■ To be done
Copy verbatim the part of the listing below that opens with the line containing "In this exercise you will locate the hazy" and closes with the line containing "[(185, 180), (186, 195)]", including both of those lines. Leave any pictures out of your copy.

■ Input for this task
····················

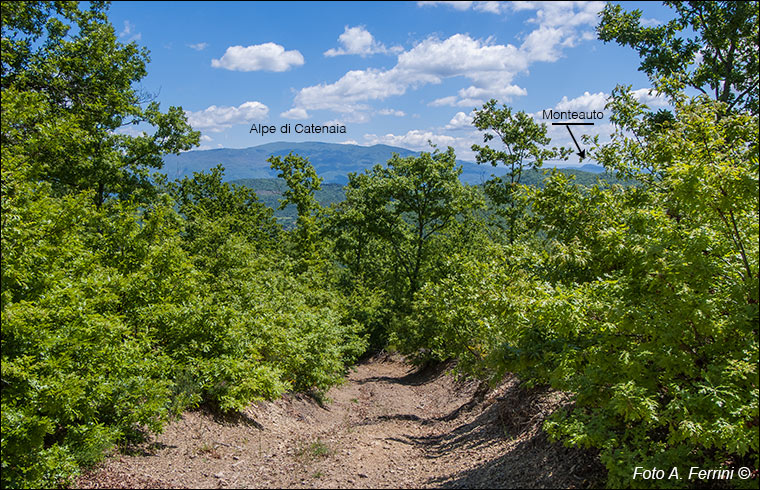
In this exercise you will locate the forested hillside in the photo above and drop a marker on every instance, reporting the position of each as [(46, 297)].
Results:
[(128, 298), (270, 191)]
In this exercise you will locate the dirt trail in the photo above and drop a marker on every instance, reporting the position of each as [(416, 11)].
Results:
[(388, 426)]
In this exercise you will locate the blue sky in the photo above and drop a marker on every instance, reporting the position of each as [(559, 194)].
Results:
[(397, 73)]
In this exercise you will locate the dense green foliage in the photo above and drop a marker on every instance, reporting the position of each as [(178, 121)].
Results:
[(127, 298)]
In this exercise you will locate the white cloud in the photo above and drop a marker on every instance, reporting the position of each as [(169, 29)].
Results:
[(264, 57), (351, 90), (454, 5), (295, 113), (129, 32), (357, 40), (414, 140), (490, 67), (391, 112), (586, 102), (460, 121), (216, 119)]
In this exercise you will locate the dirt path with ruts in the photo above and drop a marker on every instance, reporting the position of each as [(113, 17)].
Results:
[(389, 426)]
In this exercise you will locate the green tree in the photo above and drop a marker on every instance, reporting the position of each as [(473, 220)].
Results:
[(524, 143), (709, 46), (68, 87), (302, 180)]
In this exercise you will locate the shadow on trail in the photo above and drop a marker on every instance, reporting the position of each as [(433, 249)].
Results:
[(416, 377), (524, 458)]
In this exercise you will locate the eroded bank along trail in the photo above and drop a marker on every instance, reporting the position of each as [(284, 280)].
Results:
[(389, 426)]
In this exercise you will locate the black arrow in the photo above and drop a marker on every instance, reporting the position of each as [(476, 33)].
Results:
[(581, 153)]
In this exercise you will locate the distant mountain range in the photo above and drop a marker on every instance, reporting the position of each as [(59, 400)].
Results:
[(332, 161)]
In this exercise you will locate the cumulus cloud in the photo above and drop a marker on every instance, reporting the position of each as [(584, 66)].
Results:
[(415, 139), (489, 67), (216, 119), (358, 41), (259, 57), (391, 112), (460, 121), (295, 113), (586, 102)]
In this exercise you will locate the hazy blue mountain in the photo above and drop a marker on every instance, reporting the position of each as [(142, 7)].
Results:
[(332, 161), (590, 167)]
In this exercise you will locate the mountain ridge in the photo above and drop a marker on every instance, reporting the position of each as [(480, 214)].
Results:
[(332, 161)]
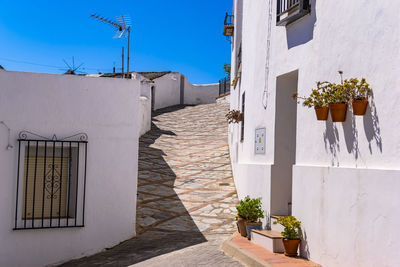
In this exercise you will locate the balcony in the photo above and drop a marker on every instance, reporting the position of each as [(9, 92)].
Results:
[(289, 11), (228, 25)]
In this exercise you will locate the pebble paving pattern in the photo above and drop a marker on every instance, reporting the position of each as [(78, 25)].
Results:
[(185, 180), (186, 195)]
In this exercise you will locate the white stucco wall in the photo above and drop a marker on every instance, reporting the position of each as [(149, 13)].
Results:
[(167, 90), (105, 109), (201, 93), (362, 39)]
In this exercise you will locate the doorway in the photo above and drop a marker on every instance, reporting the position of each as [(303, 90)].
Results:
[(285, 144), (152, 97)]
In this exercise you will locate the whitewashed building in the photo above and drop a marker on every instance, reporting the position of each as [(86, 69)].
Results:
[(173, 88), (68, 166), (340, 179)]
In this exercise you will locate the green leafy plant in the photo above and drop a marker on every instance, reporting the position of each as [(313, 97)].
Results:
[(250, 209), (337, 93), (358, 89), (317, 98), (234, 116), (292, 227)]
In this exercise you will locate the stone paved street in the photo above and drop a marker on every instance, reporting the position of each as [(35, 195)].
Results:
[(185, 178), (186, 194)]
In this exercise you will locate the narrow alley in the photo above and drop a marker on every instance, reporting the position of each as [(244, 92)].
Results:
[(186, 193)]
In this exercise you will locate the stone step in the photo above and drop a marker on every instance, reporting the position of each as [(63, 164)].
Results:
[(270, 240)]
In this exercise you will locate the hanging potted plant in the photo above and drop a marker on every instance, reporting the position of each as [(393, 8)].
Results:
[(234, 116), (359, 92), (318, 100), (291, 234), (338, 96)]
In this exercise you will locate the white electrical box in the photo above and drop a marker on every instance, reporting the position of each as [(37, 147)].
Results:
[(259, 147)]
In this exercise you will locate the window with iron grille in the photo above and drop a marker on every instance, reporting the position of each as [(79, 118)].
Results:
[(51, 181), (242, 125), (289, 11)]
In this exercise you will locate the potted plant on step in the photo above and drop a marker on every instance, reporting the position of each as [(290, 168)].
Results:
[(252, 212), (291, 234), (338, 96), (234, 116), (317, 99), (359, 92), (240, 219)]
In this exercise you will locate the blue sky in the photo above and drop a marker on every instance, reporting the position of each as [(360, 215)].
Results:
[(176, 35)]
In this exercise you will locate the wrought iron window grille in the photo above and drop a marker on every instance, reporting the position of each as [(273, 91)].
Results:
[(51, 181), (289, 11), (224, 86)]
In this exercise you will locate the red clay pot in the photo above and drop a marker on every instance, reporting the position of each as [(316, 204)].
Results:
[(322, 113), (241, 223), (359, 106), (338, 111), (291, 247)]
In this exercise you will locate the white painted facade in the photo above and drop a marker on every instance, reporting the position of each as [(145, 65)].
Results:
[(105, 109), (340, 178), (174, 89)]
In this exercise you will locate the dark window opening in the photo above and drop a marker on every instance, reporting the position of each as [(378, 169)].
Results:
[(289, 11), (51, 182)]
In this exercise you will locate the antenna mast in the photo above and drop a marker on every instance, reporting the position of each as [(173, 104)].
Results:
[(123, 26)]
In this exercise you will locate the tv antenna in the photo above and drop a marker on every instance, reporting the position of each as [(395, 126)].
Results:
[(123, 25), (72, 69)]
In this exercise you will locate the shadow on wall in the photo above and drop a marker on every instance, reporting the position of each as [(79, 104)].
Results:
[(371, 128), (331, 140), (302, 30)]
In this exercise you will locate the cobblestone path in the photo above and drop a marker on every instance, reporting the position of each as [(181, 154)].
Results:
[(186, 194)]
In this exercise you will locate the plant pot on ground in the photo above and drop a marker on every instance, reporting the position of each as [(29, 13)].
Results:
[(252, 226), (291, 234), (249, 212)]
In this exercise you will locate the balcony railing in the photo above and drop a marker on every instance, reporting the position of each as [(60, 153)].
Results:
[(289, 11), (228, 25), (224, 86)]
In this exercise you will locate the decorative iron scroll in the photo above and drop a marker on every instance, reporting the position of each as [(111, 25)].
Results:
[(80, 137)]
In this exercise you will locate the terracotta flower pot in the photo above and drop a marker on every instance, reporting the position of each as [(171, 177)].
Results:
[(322, 113), (359, 106), (338, 111), (252, 225), (291, 247), (242, 226)]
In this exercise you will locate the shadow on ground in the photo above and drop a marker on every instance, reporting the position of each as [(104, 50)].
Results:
[(163, 223)]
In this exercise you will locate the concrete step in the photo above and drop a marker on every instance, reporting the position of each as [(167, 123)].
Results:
[(270, 240), (276, 227)]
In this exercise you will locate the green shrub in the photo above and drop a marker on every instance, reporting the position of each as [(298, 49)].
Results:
[(250, 209), (292, 226)]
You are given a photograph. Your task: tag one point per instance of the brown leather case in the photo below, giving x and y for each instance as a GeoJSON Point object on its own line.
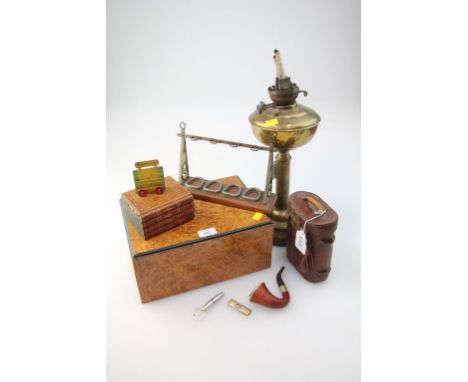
{"type": "Point", "coordinates": [320, 234]}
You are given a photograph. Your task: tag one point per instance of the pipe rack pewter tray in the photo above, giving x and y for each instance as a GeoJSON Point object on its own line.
{"type": "Point", "coordinates": [219, 243]}
{"type": "Point", "coordinates": [250, 198]}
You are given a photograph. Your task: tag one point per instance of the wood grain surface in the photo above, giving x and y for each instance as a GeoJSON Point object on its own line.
{"type": "Point", "coordinates": [179, 260]}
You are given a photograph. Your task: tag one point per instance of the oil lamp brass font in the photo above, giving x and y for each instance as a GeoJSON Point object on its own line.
{"type": "Point", "coordinates": [285, 125]}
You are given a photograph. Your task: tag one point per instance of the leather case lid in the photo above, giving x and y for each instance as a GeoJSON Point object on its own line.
{"type": "Point", "coordinates": [302, 205]}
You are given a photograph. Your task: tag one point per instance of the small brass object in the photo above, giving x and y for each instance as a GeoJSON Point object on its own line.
{"type": "Point", "coordinates": [283, 125]}
{"type": "Point", "coordinates": [239, 307]}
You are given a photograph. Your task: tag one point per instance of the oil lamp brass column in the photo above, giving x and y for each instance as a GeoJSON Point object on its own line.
{"type": "Point", "coordinates": [285, 125]}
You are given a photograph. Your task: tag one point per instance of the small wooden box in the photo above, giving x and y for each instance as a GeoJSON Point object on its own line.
{"type": "Point", "coordinates": [156, 213]}
{"type": "Point", "coordinates": [180, 260]}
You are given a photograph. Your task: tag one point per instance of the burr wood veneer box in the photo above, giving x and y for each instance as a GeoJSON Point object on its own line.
{"type": "Point", "coordinates": [181, 259]}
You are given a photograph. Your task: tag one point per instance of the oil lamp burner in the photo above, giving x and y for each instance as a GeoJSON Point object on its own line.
{"type": "Point", "coordinates": [285, 125]}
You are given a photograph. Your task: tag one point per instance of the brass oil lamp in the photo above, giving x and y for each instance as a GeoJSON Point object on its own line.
{"type": "Point", "coordinates": [285, 125]}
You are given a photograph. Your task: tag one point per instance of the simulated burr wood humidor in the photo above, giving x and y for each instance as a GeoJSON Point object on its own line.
{"type": "Point", "coordinates": [156, 213]}
{"type": "Point", "coordinates": [319, 221]}
{"type": "Point", "coordinates": [181, 259]}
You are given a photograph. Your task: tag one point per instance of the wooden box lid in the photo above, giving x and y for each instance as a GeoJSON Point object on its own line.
{"type": "Point", "coordinates": [224, 219]}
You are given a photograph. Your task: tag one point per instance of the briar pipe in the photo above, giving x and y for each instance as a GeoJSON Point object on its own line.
{"type": "Point", "coordinates": [261, 295]}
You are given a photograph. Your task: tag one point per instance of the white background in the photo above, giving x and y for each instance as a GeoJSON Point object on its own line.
{"type": "Point", "coordinates": [53, 105]}
{"type": "Point", "coordinates": [209, 63]}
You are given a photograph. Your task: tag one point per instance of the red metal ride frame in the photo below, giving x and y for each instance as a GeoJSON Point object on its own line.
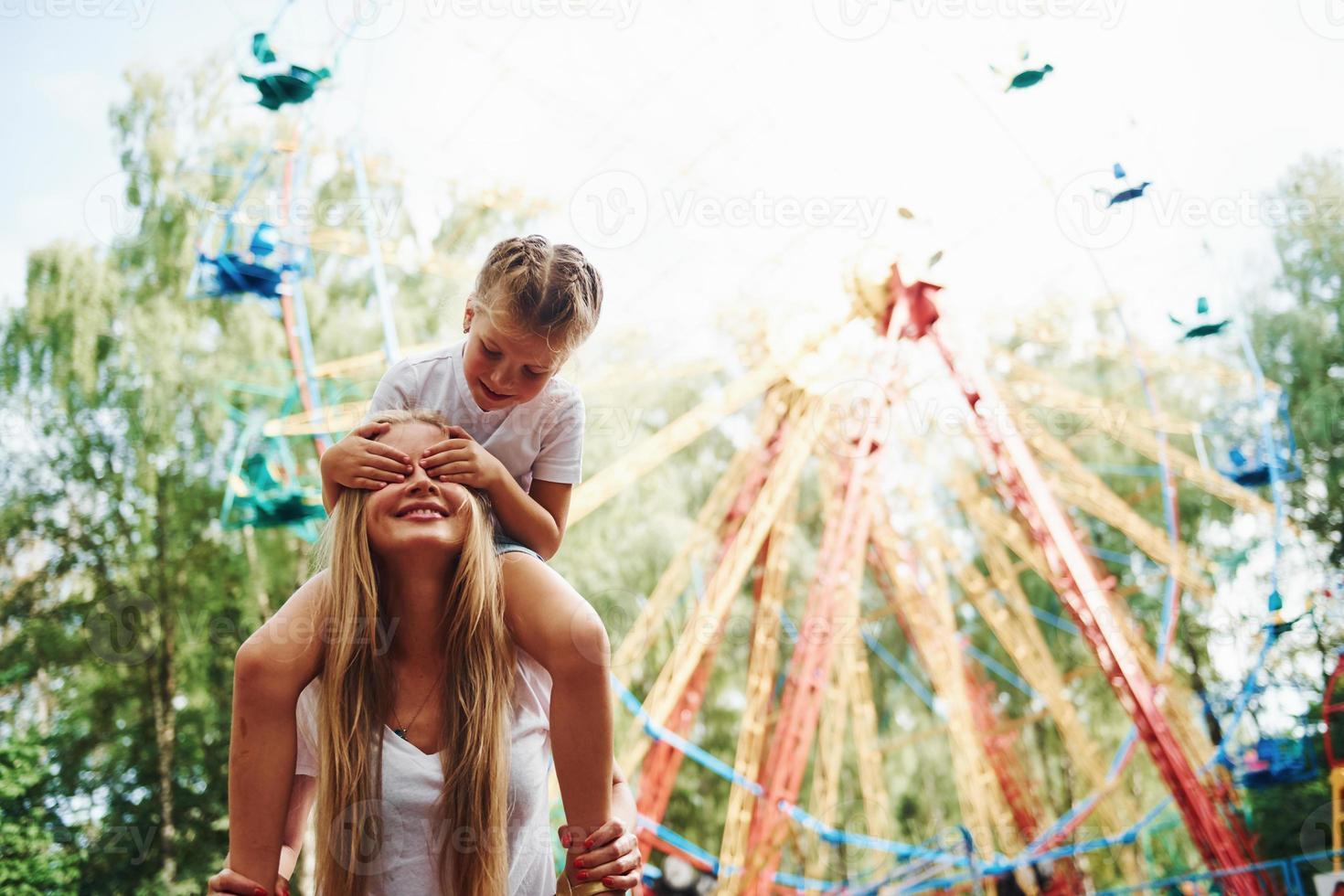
{"type": "Point", "coordinates": [1019, 481]}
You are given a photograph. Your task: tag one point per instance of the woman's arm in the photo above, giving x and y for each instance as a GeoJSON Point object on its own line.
{"type": "Point", "coordinates": [303, 795]}
{"type": "Point", "coordinates": [303, 790]}
{"type": "Point", "coordinates": [272, 669]}
{"type": "Point", "coordinates": [614, 853]}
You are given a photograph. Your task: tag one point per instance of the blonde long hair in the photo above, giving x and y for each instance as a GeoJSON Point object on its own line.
{"type": "Point", "coordinates": [357, 686]}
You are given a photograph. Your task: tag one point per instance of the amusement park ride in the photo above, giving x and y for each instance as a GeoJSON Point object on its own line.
{"type": "Point", "coordinates": [933, 551]}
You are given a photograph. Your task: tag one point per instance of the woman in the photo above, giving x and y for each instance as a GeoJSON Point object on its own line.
{"type": "Point", "coordinates": [425, 739]}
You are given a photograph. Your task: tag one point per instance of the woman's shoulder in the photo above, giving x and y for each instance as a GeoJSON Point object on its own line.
{"type": "Point", "coordinates": [532, 684]}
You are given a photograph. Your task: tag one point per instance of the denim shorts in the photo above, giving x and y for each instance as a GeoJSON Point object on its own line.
{"type": "Point", "coordinates": [504, 544]}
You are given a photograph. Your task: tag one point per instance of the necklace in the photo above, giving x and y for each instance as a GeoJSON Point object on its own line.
{"type": "Point", "coordinates": [400, 730]}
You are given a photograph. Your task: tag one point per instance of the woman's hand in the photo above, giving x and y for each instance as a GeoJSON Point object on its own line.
{"type": "Point", "coordinates": [234, 884]}
{"type": "Point", "coordinates": [612, 856]}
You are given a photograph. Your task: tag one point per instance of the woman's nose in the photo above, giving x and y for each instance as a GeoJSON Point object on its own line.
{"type": "Point", "coordinates": [418, 478]}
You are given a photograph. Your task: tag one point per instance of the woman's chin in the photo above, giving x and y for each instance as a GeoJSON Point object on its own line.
{"type": "Point", "coordinates": [418, 544]}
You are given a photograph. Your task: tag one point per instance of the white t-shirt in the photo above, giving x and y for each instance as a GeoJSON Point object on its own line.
{"type": "Point", "coordinates": [542, 438]}
{"type": "Point", "coordinates": [413, 781]}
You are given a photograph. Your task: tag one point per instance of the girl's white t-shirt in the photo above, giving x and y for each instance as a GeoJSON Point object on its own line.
{"type": "Point", "coordinates": [413, 781]}
{"type": "Point", "coordinates": [540, 438]}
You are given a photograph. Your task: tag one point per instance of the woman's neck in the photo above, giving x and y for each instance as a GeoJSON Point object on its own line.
{"type": "Point", "coordinates": [414, 609]}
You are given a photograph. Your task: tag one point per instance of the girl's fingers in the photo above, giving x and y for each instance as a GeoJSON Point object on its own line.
{"type": "Point", "coordinates": [388, 464]}
{"type": "Point", "coordinates": [389, 452]}
{"type": "Point", "coordinates": [382, 475]}
{"type": "Point", "coordinates": [362, 483]}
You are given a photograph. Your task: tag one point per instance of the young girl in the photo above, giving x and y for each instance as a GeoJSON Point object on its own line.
{"type": "Point", "coordinates": [519, 438]}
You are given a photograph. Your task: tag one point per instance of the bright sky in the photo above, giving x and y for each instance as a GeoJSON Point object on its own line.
{"type": "Point", "coordinates": [686, 145]}
{"type": "Point", "coordinates": [720, 157]}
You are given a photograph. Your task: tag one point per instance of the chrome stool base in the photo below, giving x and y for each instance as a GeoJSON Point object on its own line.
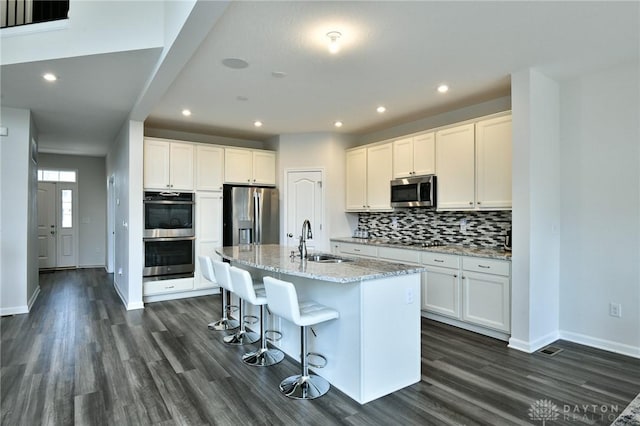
{"type": "Point", "coordinates": [242, 337]}
{"type": "Point", "coordinates": [263, 357]}
{"type": "Point", "coordinates": [304, 387]}
{"type": "Point", "coordinates": [224, 324]}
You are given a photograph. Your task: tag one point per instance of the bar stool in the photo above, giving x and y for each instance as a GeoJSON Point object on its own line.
{"type": "Point", "coordinates": [225, 323]}
{"type": "Point", "coordinates": [245, 289]}
{"type": "Point", "coordinates": [242, 336]}
{"type": "Point", "coordinates": [283, 301]}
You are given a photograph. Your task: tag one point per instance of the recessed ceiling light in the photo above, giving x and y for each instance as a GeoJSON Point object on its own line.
{"type": "Point", "coordinates": [334, 41]}
{"type": "Point", "coordinates": [235, 63]}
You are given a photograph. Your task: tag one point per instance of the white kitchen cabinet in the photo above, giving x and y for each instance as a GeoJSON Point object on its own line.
{"type": "Point", "coordinates": [369, 171]}
{"type": "Point", "coordinates": [247, 166]}
{"type": "Point", "coordinates": [209, 168]}
{"type": "Point", "coordinates": [168, 165]}
{"type": "Point", "coordinates": [486, 295]}
{"type": "Point", "coordinates": [356, 180]}
{"type": "Point", "coordinates": [455, 161]}
{"type": "Point", "coordinates": [493, 163]}
{"type": "Point", "coordinates": [414, 156]}
{"type": "Point", "coordinates": [208, 230]}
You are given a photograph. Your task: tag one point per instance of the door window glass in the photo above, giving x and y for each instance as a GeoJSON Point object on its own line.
{"type": "Point", "coordinates": [67, 198]}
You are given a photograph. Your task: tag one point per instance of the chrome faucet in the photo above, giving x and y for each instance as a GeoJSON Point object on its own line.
{"type": "Point", "coordinates": [302, 247]}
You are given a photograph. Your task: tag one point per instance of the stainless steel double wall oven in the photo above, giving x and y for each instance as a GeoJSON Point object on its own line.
{"type": "Point", "coordinates": [169, 235]}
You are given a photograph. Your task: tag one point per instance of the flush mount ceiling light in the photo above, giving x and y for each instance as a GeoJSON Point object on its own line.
{"type": "Point", "coordinates": [235, 63]}
{"type": "Point", "coordinates": [334, 41]}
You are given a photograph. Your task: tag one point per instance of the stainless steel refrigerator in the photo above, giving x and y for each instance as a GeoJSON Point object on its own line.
{"type": "Point", "coordinates": [250, 215]}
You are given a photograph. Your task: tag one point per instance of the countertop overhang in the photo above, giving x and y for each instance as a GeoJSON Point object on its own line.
{"type": "Point", "coordinates": [277, 259]}
{"type": "Point", "coordinates": [456, 249]}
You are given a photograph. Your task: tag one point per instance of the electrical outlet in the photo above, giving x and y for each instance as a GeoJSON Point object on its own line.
{"type": "Point", "coordinates": [615, 310]}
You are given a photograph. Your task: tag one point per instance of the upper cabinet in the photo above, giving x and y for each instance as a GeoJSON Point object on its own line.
{"type": "Point", "coordinates": [369, 171]}
{"type": "Point", "coordinates": [209, 168]}
{"type": "Point", "coordinates": [248, 166]}
{"type": "Point", "coordinates": [493, 163]}
{"type": "Point", "coordinates": [168, 165]}
{"type": "Point", "coordinates": [414, 156]}
{"type": "Point", "coordinates": [474, 165]}
{"type": "Point", "coordinates": [456, 171]}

····················

■ The result
In this exercise you will locate the hazy blue mountain in the photo above and drop a marker on every instance, reporting the position of each as [(142, 7)].
Results:
[(332, 161), (590, 167)]
In this exercise you will locate the mountain ridge in the photo above and drop a marker on every instance, reporting the position of each as [(480, 214)].
Results:
[(332, 161)]
In this exercise you will locate the balcony in the photo above and drop a marker on every instance, reporting the position of each as [(9, 92)].
Results:
[(289, 11), (228, 25)]
In this exercise you will locate the pebble paving pattern in the photo above and drop a marker on every instance, reporting the position of each as [(78, 25)].
Results:
[(185, 180), (186, 195)]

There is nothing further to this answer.